**Short problem**
Please copy everything from "But there is" down to "peak in 2001." in the text on the weakening dollar, word for word.

But there is a tipping point. Analysts point to a move to $1.60
by the euro, the dollar’s record against the single currency, as
a level that would be the source of alarm. The dollar has
declined 15 percent against a basket of six major currencies
from the highs set in March and is down more than 37 percent
from a peak in 2001.
This week, the greenback was steady with the euro hovering below
$1.50, off about 6 percent from the euro’s record high at
$1.6040 set in July 2008.“If we breach $1.60. I think that’s too
far, too fast and could cause concern about a dollar demise,”
said Michael Woolfolk, BNY Mellon’s senior currency strategist
in New York.
Low U.S. rates have contributed to the dollar’s weakness in
recent months as investors use it as a funding currency in carry
trades, in which traders borrow in low-yielding currencies and
invest in assets with greater returns. The Federal Reserve this
week kept interest rates at near zero, and expects to maintain
that for “an extended period.”

**Extracted records**
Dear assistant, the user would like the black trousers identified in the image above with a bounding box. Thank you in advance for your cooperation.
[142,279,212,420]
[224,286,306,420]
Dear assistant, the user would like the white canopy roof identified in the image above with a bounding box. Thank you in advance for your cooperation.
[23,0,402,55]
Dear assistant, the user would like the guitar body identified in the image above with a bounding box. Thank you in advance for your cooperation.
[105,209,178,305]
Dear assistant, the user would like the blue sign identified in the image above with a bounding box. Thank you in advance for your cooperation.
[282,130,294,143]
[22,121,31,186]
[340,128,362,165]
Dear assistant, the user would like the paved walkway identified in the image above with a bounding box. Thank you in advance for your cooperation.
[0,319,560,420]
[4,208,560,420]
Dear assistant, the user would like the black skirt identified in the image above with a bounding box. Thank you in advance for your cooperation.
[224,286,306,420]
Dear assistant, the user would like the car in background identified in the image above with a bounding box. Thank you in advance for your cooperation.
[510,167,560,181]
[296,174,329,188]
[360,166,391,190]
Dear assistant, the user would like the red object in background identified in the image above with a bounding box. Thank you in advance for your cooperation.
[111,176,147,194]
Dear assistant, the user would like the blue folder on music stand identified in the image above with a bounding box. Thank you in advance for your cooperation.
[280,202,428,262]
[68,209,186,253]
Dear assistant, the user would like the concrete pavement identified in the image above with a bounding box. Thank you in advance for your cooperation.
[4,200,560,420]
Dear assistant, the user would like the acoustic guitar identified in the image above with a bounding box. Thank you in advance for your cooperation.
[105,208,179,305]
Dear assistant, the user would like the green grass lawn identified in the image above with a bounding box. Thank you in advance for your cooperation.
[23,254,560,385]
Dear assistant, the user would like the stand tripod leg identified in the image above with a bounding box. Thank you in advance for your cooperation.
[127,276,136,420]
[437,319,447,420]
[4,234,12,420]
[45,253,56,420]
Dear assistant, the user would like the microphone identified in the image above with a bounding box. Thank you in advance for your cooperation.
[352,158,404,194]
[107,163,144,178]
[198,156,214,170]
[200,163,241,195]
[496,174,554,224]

--

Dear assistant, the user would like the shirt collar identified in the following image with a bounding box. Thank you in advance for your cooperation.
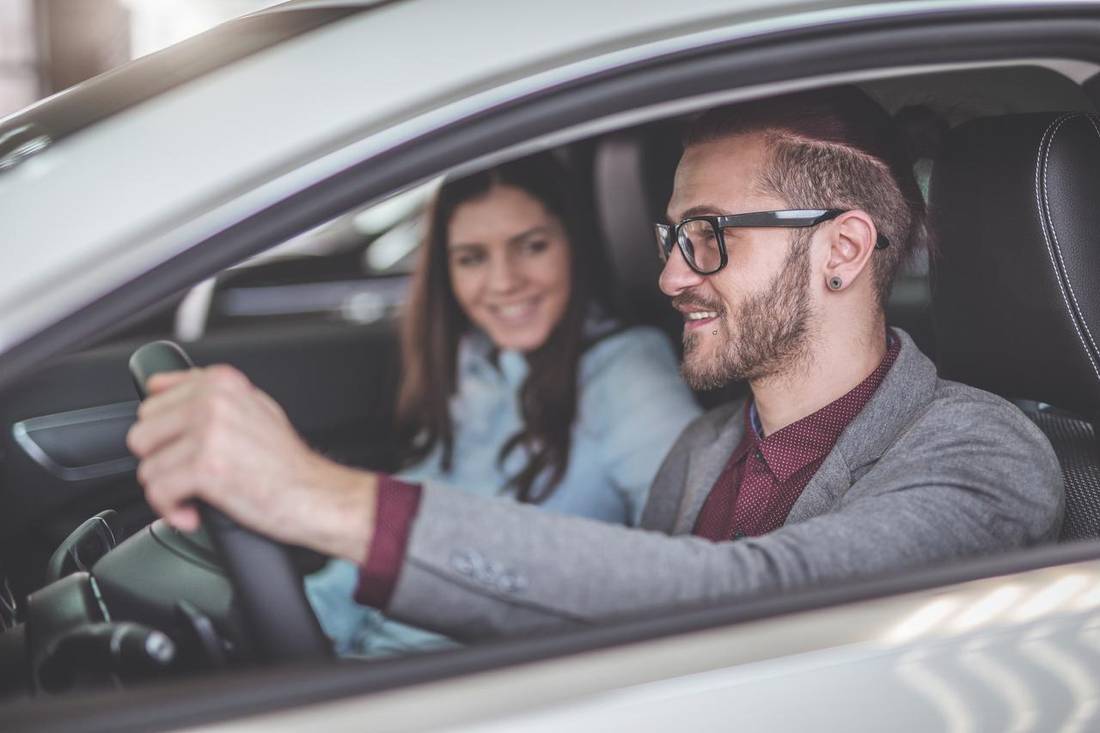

* * *

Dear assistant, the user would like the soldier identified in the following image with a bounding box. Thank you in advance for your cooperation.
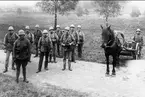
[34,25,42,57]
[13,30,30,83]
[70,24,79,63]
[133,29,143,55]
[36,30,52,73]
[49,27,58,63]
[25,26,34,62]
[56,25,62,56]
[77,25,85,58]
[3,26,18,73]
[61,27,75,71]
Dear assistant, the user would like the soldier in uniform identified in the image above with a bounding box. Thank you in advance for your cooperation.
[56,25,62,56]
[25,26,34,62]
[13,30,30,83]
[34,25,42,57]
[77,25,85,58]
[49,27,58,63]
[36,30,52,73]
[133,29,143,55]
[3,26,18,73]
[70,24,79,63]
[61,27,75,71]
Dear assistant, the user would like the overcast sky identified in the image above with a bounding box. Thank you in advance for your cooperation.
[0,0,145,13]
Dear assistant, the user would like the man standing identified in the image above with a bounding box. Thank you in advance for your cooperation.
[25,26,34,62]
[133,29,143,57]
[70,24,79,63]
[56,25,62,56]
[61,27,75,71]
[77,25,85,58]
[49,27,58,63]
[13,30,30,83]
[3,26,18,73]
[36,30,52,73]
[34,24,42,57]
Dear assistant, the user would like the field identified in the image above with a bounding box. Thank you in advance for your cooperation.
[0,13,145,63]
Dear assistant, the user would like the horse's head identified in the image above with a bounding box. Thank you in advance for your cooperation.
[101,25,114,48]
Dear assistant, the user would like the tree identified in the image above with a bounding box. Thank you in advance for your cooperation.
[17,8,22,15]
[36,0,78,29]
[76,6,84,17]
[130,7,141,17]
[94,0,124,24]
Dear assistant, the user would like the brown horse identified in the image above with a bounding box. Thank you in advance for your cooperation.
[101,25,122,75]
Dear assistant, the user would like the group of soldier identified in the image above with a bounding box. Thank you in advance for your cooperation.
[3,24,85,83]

**Exercise response**
But there is a tipping point. Analysts point to a move to $1.60
by the euro, the dollar’s record against the single currency, as
a level that would be the source of alarm. The dollar has
declined 15 percent against a basket of six major currencies
from the highs set in March and is down more than 37 percent
from a peak in 2001.